*Task instructions*. Reproduce verbatim the passage of the article below on the auctioned Armonk residence that lies between "Was Offer to" and "Exceeded Winning Bid?", inclusive.

*Document*.
────────────────────────────────────────
Was Offer to Sell Mortgaged Residence at Auction Timely Revoked?

This was originally posted on the SGR Blog.

What Was Remedy If Mortgage Balances Exceeded Winning Bid?

It is not unusual in a hot suburban residential real estate market for an offering to morph into a “bidding war”- a de facto auction. And, on occasion, an auction is the sales method of choice from the start. But, as a recent case illustrates, a real estate auction sale may raise some unique factual disputes and concomitant legal issues.

Theodore Brois and Helene Brois authorized Concierge Auction, LLC, to conduct an auction of their property located at 3 Tallwoods Road in Armonk, New York, by an agreement dated May 21, 2018. The Auction Marketing Agreement provided that the auction “shall be conducted without reserve” and that the Brois, as sellers, “shall be obligated to sell the [property] to the highest bidder.” That agreement included a provision giving the Brois the right to cancel the auction, by written notice of cancellation and certain payments, which right expired at 12:00 p.m. on the day of the auction. The Broises pre-executed a contract of sale for the property on June 26, 2018. They also signed a document entitled an Auction Sale Acknowledgment on June 26, 2018, acknowledging that the highest opening bid was $1,500,000.

On June 28, 2018, Henry C. Okere and Karen Porter registered to participate in the auction, executing and submitting the required bidding documents, and wiring the $100,000 bidding deposit to Boston National Title Agency, as Concierge required. At the time of the auction on June 29, 2018, that bid was declared the winning bid, at $1,605,000. In the days that followed, Okere/Porter wired the remainder of the contractual down payment and the auctioneer’s fee. And, and on July 2, 2018, they executed the contract of sale, which was forwarded to the Brois’ attorney on the same date.
────────────────────────────────────────
*Given material*.

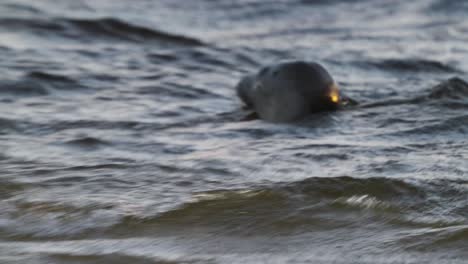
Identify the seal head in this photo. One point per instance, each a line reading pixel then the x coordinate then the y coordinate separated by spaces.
pixel 289 91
────────────────────────────────────────
*Complete output*.
Was Offer to Sell Mortgaged Residence at Auction Timely Revoked?

This was originally posted on the SGR Blog.

What Was Remedy If Mortgage Balances Exceeded Winning Bid?